*TASK OBJECTIVE:* Each line with the string "prompts" is to be copied from the records below.

Dataset entries

━━━━━━━━━━━━━━━━

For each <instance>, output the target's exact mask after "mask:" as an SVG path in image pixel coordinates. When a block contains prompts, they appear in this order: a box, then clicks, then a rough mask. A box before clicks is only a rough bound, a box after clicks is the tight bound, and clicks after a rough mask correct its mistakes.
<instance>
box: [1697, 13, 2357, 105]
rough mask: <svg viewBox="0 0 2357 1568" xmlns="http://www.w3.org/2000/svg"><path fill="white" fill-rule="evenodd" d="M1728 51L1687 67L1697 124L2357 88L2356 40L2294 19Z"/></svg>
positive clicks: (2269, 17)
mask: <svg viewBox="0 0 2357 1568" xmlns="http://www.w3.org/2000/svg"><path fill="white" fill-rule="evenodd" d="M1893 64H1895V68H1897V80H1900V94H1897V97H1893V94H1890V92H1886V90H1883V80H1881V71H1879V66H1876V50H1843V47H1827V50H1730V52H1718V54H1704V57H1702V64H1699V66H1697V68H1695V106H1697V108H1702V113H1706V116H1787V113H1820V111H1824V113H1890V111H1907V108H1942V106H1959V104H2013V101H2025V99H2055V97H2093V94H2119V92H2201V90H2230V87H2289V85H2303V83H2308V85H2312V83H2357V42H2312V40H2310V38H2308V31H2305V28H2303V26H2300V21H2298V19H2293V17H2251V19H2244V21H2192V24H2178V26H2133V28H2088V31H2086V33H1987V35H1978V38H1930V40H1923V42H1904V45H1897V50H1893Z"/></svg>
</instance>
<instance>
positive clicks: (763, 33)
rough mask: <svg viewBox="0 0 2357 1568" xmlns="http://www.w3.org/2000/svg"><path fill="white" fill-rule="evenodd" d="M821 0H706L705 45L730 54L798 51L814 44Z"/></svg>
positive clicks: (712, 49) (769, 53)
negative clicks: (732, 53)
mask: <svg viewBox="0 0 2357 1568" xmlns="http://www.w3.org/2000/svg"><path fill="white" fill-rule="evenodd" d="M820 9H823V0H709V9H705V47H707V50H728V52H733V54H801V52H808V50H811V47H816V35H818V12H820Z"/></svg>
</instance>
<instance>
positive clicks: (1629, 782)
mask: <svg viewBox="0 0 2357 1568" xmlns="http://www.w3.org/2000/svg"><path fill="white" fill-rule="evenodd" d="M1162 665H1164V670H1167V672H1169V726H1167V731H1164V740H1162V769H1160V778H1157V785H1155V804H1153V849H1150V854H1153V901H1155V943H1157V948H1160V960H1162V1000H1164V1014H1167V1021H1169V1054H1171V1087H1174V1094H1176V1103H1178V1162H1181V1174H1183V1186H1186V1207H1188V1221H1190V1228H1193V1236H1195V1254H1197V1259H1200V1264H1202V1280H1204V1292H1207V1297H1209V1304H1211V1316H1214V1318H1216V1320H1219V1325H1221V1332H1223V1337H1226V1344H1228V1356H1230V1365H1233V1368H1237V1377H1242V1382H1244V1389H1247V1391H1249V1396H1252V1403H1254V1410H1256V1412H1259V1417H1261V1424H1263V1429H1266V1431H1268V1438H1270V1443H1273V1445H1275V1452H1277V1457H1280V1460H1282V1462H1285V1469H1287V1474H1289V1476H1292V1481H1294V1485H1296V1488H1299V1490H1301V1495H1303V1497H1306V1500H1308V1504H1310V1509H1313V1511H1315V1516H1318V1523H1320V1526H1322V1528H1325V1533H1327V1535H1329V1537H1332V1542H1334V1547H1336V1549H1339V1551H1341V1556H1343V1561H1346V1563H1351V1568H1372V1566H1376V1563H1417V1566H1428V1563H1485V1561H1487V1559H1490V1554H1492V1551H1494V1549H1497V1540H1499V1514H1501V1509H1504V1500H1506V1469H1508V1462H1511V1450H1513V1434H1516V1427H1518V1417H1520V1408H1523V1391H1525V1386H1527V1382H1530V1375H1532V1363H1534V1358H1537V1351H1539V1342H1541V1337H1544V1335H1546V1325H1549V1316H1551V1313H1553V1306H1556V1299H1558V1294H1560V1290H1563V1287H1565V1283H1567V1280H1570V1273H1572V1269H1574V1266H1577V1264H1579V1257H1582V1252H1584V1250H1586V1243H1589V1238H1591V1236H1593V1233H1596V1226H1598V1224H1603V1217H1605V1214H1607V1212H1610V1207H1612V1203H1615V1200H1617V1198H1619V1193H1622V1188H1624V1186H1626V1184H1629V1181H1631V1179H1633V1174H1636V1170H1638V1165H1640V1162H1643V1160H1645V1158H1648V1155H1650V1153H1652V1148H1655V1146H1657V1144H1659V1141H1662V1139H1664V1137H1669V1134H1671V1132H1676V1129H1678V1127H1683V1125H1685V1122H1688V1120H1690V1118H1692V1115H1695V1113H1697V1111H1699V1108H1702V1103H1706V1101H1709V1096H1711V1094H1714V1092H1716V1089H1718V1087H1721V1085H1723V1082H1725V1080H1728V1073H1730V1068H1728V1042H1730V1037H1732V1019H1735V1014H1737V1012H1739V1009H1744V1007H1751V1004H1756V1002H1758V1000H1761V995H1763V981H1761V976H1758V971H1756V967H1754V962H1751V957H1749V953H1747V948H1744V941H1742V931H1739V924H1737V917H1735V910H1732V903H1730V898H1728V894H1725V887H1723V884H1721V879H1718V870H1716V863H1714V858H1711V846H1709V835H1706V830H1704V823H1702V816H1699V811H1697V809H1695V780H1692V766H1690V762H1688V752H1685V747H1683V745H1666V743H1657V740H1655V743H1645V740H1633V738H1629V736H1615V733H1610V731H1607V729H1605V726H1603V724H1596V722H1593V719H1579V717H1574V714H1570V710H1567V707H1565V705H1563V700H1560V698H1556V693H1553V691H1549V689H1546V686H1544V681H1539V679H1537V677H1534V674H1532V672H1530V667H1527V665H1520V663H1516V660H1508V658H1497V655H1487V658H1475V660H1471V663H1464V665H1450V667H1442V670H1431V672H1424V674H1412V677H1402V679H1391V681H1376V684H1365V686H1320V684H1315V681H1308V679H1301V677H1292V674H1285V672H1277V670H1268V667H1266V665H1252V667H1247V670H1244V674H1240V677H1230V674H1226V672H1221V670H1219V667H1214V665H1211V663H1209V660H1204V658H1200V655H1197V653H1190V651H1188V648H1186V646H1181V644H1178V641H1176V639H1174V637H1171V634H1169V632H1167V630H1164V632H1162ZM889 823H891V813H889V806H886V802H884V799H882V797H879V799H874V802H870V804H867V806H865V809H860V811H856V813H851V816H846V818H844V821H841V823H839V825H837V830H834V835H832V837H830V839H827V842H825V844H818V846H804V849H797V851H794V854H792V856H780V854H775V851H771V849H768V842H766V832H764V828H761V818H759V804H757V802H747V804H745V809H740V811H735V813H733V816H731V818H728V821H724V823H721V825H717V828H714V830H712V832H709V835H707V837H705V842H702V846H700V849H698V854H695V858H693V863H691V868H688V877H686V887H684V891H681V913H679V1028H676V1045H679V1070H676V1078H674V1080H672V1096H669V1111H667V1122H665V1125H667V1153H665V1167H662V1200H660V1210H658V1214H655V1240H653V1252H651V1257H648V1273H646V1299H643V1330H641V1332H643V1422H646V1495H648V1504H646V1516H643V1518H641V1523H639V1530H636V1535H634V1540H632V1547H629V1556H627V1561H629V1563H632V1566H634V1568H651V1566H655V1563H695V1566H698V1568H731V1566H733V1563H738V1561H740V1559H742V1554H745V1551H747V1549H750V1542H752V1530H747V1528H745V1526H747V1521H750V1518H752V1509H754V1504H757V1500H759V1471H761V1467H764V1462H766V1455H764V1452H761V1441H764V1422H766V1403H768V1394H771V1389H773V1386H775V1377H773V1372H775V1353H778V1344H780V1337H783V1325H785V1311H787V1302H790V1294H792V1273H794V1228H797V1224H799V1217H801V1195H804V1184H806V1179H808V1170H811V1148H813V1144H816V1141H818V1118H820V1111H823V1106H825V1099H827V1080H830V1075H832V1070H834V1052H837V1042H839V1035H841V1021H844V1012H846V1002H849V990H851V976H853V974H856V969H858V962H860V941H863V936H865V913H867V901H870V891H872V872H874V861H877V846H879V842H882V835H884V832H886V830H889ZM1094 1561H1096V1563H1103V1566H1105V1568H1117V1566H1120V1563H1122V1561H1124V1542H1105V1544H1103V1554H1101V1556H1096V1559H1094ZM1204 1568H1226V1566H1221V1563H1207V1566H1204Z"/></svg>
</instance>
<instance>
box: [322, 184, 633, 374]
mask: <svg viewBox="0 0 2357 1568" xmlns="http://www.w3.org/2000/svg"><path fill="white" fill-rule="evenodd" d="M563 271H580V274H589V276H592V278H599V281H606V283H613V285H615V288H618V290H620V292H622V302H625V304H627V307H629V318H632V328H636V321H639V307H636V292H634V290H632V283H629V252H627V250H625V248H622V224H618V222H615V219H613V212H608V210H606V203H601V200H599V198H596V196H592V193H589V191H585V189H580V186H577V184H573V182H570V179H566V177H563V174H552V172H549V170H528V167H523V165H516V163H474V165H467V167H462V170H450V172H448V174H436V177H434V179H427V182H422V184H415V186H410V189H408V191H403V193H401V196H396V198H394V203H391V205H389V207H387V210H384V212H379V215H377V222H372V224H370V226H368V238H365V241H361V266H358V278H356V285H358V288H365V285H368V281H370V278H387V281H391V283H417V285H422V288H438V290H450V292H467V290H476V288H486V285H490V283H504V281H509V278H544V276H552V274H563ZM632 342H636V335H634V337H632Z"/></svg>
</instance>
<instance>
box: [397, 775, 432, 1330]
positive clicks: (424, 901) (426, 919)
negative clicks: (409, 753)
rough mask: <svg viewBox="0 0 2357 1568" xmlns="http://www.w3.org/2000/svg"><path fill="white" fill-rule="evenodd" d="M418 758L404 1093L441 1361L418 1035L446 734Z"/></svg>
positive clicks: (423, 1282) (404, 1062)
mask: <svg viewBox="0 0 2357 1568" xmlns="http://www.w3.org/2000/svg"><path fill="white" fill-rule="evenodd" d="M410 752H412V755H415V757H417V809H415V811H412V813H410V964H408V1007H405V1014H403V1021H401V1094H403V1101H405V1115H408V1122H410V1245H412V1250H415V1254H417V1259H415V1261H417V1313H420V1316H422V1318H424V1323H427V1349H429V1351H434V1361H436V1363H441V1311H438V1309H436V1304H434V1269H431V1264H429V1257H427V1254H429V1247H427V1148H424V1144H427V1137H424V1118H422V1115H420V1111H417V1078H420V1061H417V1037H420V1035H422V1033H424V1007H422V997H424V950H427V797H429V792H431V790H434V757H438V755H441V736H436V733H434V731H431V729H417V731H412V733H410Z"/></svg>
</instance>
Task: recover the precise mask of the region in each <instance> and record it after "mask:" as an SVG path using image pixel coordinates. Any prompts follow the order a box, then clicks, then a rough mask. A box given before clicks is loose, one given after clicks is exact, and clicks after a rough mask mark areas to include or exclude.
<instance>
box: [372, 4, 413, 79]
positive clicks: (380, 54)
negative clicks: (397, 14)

━━━━━━━━━━━━━━━━

*EXERCISE ANSWER:*
For each <instance>, output the target's exact mask after "mask:" as an SVG path in image pixel coordinates. When a block contains prompts, they appear in this order: a box, then clicks, then a rough mask. A box before clicks is only a rough bound, a box after clicks is the tight bound, and clicks after a rough mask correct its mistakes.
Task: recover the precise mask of the region in each <instance> and record it after "mask:" as an SVG path using image pixel coordinates. Any prompts follow the order a box, then clicks, then a rough mask. A box given before clicks is loose, one given after clicks is exact, and clicks after a rough mask mark areas to include or exclude.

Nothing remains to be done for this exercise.